#### What you are asked to do:
Locate each line in the entries below that contains the string "clicks" and copy it out in full. Matching is case-sensitive.

*****

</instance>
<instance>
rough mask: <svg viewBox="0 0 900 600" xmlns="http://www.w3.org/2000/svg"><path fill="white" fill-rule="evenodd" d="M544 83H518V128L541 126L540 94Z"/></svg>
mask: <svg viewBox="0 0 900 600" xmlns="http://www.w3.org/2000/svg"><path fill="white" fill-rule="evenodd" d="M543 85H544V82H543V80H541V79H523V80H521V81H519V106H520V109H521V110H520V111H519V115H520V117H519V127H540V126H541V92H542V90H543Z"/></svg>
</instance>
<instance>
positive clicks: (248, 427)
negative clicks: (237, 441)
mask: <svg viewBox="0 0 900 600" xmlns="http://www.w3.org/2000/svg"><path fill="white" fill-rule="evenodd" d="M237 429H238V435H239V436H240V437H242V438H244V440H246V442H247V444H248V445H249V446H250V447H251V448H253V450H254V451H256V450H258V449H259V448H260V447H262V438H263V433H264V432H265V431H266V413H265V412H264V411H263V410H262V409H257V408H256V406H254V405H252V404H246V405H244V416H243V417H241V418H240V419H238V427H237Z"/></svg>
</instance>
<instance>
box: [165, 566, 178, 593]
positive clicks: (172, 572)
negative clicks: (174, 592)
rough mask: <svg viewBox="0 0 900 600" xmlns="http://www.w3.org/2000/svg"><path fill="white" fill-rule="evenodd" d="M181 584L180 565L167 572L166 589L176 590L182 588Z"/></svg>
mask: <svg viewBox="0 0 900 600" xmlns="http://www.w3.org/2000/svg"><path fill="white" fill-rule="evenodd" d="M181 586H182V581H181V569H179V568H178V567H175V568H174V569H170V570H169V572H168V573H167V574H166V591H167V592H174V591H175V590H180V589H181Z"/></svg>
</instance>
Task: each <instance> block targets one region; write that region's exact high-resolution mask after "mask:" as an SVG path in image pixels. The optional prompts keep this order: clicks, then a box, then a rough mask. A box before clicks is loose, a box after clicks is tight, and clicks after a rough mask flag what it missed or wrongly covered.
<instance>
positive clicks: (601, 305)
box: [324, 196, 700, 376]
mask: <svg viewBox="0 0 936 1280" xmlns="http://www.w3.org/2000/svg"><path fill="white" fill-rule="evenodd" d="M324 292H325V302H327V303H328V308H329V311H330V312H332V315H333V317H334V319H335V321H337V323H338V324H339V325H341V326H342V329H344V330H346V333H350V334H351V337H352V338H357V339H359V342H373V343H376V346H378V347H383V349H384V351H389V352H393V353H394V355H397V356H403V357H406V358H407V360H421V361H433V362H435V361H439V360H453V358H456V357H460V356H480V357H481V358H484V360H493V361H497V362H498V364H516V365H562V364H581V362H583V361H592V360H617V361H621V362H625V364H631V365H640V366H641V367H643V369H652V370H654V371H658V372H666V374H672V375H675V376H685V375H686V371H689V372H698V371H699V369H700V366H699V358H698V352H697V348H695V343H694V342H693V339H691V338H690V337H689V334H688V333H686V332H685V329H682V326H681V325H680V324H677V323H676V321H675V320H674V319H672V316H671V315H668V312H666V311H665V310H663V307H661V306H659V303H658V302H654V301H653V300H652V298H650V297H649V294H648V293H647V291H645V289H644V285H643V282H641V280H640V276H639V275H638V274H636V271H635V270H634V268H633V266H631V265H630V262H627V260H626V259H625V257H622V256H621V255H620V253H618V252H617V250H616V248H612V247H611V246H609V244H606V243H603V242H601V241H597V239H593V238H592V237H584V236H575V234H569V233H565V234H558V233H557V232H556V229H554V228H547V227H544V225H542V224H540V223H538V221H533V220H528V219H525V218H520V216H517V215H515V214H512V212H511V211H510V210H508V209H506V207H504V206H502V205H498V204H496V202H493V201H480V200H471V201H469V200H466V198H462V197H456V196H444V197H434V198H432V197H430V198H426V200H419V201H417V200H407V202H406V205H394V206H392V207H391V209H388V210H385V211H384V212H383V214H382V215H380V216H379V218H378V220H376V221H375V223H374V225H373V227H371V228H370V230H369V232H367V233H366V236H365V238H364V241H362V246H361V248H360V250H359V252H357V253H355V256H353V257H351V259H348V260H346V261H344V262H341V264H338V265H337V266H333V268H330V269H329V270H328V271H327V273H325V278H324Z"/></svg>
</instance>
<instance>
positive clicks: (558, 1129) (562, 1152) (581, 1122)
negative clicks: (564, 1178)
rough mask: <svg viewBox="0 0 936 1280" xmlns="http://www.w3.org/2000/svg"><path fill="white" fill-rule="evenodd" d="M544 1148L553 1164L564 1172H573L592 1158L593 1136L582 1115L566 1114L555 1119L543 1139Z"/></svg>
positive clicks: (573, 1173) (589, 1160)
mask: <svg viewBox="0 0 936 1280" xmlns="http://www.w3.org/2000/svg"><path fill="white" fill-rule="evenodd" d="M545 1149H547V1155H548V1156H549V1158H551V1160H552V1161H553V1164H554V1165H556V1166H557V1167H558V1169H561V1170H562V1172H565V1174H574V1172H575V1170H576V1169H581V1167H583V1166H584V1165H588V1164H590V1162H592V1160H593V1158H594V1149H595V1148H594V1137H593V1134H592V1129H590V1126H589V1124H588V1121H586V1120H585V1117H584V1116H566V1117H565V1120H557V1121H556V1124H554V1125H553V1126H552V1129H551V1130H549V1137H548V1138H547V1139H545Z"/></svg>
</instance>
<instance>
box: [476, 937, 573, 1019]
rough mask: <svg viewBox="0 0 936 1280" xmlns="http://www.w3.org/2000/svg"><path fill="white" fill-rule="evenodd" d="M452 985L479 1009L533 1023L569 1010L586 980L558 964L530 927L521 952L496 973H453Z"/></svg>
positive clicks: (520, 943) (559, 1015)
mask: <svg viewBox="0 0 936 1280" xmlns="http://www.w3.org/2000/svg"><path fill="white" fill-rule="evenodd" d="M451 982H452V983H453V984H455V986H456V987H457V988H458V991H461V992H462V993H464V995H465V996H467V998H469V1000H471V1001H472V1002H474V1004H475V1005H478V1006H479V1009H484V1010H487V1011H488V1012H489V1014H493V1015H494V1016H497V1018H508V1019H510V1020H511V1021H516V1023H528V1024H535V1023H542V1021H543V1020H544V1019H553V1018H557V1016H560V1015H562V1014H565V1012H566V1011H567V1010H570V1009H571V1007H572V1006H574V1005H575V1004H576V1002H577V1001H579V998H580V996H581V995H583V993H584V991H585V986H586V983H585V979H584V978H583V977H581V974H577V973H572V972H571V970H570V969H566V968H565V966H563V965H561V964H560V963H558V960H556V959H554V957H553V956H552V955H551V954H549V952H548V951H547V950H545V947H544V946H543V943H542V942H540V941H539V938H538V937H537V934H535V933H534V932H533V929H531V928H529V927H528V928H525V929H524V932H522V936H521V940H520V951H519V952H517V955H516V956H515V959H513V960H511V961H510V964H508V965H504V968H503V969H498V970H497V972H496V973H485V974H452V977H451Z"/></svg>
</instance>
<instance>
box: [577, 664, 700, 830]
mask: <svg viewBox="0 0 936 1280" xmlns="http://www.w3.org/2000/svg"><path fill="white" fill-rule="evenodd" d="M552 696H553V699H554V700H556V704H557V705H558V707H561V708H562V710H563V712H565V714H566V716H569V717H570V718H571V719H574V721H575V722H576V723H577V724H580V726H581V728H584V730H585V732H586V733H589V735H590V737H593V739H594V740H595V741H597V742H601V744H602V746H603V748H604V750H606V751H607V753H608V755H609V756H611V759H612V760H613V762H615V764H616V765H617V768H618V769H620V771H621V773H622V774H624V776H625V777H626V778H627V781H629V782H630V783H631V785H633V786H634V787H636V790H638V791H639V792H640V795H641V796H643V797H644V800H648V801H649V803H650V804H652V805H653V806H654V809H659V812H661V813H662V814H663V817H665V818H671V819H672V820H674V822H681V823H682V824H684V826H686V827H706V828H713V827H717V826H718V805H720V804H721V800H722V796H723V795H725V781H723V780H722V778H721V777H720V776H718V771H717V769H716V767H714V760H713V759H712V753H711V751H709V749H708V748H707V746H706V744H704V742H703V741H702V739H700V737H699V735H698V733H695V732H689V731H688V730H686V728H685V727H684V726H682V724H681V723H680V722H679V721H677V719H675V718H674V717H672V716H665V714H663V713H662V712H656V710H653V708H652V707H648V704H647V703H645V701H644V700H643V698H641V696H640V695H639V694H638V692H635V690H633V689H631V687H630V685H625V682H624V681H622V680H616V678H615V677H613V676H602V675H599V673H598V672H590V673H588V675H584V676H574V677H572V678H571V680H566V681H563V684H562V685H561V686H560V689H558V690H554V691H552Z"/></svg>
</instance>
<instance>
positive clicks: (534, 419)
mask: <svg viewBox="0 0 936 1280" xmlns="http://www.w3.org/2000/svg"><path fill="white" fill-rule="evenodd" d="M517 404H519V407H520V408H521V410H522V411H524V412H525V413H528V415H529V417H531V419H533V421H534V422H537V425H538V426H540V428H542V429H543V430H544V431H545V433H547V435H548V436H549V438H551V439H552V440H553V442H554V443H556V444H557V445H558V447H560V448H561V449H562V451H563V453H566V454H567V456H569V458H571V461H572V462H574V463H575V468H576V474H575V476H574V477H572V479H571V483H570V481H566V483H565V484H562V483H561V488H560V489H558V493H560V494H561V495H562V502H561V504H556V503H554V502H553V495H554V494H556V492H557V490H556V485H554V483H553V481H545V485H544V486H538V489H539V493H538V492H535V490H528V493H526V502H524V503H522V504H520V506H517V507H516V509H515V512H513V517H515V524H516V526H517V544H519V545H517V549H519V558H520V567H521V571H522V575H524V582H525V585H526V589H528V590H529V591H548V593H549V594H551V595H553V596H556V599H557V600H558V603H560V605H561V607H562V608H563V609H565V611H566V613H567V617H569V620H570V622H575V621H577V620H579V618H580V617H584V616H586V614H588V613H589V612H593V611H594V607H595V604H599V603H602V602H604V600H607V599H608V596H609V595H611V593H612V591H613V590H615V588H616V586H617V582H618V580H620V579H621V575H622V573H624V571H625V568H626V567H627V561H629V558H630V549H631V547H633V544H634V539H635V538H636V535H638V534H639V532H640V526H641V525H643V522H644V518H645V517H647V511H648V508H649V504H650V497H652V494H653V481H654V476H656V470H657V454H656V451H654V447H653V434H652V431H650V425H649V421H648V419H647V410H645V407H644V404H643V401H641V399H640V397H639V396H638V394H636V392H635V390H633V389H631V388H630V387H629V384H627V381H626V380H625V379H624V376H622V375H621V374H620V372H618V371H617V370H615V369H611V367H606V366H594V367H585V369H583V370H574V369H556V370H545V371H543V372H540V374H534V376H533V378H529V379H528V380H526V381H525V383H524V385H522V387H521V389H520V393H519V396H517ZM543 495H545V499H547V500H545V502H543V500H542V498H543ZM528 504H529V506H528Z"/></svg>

*****

#### Task answer:
positive clicks: (248, 427)
negative clicks: (237, 441)
positive clicks: (172, 572)
negative clicks: (174, 592)
Task: each <instance> block targets one region; write that region's exact high-resolution mask after "mask:" as an SVG path in image pixels. The optional prompts keep this order: clicks, then a box, then a rough mask. A box before clicks is loose, a box after clicks is tight, and clicks after a rough mask flag what it missed or wrongly covered.
positive clicks: (601, 305)
positive clicks: (558, 1129) (562, 1152) (581, 1122)
negative clicks: (564, 1178)
positive clicks: (573, 1173) (589, 1160)
positive clicks: (520, 943) (559, 1015)
positive clicks: (534, 419)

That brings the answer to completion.